Top of EXERCISE TEXT
# Not my problem

Introduction

This document is essentially a catalogue of side-tracks which I do not have to go down when implementing The Great Game. Solved problems; or problems which are common to many other games, so if I don’t solve them someone else will. The object of doing this is to work down to a constrained set of problems which are genuinely things I’m trying to innovate, which I should focus on; which essentially come down to

  1. Gossip
  2. Reputation
  3. Dynamic character motivation and action, and hence
  4. Dynamic economy, and
  5. Dynamic plot
  6. Procedural (‘genetic’) buildings.

(Note that although procedural vegetation is in principle a solved problem and so I don’t need to solve it, I need repeatable procedural vegetation so I need to be a bit careful about the procedural vegetation library I pick).

Animation

I envisage a well rendered three dimensional world in which many non-player characters interact with one another and with the player character. All of my characters are either human, quadrupeds, or birds (my dragons animate like very large birds). The humans are all just human; there are infants, children, adolescents, youths, adults, elderly; there are multiple racial types — but they’re all human. Systems for creating varied distinct human models exist; systems for animating them exist; systems for applying and animating clothing exist. Even systems for animating continuous speech exist.

Rendering

Ideally I’d like a stylised, not-quite-photorealistic render, because such things age, in my opinion, better than things which do seek to be photorealistic. But actually that does not matter very much; the game won’t be made or broken by its rendering. Photorealistic renders are sort of the current default, that most game engines.

Continuous Open World

I’ve done a great deal of thinking about how to render a continuous open world over the years, and I think at least some of it is reasonably good; but I haven’t actually written any code, and in the same time period other people have written continuous open world libraries which do work, so I’d be much better choosing an existing one.
Bottom of EXERCISE TEXT
Top of SUPPLIED MATERIAL
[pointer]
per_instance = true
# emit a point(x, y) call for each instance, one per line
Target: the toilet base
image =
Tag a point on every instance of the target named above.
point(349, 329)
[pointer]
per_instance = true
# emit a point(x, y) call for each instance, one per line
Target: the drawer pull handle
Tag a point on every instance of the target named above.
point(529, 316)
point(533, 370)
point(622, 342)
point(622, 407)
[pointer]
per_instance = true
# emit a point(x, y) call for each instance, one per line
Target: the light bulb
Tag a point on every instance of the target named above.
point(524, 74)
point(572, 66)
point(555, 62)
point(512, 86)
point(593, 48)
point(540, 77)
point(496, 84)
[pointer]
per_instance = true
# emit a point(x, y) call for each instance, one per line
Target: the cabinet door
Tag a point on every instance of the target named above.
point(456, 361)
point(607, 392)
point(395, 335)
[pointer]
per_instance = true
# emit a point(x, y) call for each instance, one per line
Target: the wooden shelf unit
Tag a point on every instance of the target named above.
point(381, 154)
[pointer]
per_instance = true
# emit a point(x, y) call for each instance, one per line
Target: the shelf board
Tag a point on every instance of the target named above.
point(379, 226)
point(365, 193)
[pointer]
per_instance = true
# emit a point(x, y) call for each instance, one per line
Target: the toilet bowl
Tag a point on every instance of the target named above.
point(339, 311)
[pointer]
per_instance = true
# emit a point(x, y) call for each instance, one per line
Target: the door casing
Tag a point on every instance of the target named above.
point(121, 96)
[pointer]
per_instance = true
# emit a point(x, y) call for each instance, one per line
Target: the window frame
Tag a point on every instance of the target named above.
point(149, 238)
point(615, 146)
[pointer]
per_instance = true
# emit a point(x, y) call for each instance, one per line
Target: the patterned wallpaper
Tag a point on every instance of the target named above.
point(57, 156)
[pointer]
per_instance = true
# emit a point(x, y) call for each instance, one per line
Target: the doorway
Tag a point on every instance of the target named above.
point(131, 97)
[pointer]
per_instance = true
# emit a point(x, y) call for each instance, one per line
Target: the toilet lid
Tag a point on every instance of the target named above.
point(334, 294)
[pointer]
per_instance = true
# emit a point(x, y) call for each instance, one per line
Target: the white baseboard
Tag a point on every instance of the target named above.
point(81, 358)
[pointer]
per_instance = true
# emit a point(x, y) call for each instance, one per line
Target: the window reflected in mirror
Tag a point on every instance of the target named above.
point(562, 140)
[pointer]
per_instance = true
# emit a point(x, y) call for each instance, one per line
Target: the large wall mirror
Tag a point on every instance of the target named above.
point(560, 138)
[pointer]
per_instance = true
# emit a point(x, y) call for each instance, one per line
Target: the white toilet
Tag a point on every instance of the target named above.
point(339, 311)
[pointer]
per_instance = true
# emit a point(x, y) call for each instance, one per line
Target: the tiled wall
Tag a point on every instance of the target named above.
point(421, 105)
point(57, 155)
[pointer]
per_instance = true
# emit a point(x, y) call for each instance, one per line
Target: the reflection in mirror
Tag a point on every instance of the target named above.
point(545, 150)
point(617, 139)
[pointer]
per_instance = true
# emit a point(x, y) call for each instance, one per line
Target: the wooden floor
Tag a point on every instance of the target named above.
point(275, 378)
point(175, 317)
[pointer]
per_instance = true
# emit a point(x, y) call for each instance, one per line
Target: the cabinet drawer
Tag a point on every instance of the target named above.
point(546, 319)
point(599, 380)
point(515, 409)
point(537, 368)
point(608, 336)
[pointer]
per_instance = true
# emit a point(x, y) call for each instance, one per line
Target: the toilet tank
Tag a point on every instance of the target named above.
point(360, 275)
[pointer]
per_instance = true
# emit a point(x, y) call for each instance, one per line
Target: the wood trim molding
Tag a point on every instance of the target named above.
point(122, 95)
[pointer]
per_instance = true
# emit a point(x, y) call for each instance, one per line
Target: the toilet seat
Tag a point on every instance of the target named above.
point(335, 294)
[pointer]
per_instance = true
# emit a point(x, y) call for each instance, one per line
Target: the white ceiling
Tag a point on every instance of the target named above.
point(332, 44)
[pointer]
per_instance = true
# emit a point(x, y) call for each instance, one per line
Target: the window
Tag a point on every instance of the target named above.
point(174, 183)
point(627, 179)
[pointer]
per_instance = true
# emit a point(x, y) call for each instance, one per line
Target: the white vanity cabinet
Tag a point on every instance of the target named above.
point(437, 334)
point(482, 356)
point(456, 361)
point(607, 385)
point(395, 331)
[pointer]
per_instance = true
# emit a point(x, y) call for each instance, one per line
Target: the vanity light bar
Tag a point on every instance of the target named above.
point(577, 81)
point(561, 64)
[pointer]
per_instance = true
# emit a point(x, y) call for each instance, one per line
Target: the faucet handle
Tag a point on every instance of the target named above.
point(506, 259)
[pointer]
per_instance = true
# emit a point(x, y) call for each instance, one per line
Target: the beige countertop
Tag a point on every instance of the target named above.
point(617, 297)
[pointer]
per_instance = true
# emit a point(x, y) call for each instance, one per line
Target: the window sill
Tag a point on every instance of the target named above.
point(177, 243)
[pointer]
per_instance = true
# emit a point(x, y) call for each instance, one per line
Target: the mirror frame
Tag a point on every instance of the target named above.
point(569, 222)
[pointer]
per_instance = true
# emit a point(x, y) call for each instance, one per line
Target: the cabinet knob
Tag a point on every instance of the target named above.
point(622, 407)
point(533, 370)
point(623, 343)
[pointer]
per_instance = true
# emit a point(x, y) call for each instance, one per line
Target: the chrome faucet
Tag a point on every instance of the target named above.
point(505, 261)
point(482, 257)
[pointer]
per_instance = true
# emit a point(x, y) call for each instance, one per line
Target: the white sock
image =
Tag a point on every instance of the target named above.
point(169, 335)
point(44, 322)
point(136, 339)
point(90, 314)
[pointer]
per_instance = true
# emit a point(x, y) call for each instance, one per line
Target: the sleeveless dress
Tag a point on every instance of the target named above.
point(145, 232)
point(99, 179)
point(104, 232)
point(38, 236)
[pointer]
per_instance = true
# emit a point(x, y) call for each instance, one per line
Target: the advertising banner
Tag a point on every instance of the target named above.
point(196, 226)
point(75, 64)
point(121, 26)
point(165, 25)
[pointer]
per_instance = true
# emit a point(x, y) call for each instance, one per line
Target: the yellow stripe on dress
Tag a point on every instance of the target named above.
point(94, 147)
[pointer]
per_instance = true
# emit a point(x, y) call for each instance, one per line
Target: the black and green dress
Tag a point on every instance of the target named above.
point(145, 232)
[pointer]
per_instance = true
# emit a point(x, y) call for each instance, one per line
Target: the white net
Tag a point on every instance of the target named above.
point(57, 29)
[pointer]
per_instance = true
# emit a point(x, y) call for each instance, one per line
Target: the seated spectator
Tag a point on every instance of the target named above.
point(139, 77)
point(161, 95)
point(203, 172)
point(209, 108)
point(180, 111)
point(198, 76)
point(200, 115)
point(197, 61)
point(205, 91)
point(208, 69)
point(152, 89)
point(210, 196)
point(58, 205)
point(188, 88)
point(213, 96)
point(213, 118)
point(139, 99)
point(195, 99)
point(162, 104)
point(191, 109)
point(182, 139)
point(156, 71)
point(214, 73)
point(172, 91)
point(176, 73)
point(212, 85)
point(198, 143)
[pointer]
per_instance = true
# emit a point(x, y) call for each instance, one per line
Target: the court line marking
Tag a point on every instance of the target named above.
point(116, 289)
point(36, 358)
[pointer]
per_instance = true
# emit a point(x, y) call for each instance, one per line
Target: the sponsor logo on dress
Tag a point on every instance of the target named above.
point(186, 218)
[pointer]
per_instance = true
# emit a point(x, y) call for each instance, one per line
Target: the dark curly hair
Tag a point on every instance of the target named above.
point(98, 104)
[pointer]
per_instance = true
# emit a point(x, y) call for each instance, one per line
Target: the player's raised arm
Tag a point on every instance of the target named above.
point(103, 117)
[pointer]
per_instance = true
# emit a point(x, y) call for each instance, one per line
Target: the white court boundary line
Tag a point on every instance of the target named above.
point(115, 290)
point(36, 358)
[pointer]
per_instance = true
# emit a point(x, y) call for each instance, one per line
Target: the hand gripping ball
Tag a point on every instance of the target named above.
Bottom of SUPPLIED MATERIAL
◆ HOW TO COMPLETE THIS TASK ◆
Answer the following questions about the design note on The Great Game.
1. Into which three groups does the note divide all of the game's characters?
2. Why does the note prefer a stylised, not-quite-photorealistic render?
3. What property must the chosen procedural vegetation have?

◆ RESPONSE BOX ◆
1. Humans, quadrupeds, and birds.
2. In the note's view, such renders age better than those that seek to be photorealistic.
3. It must be repeatable.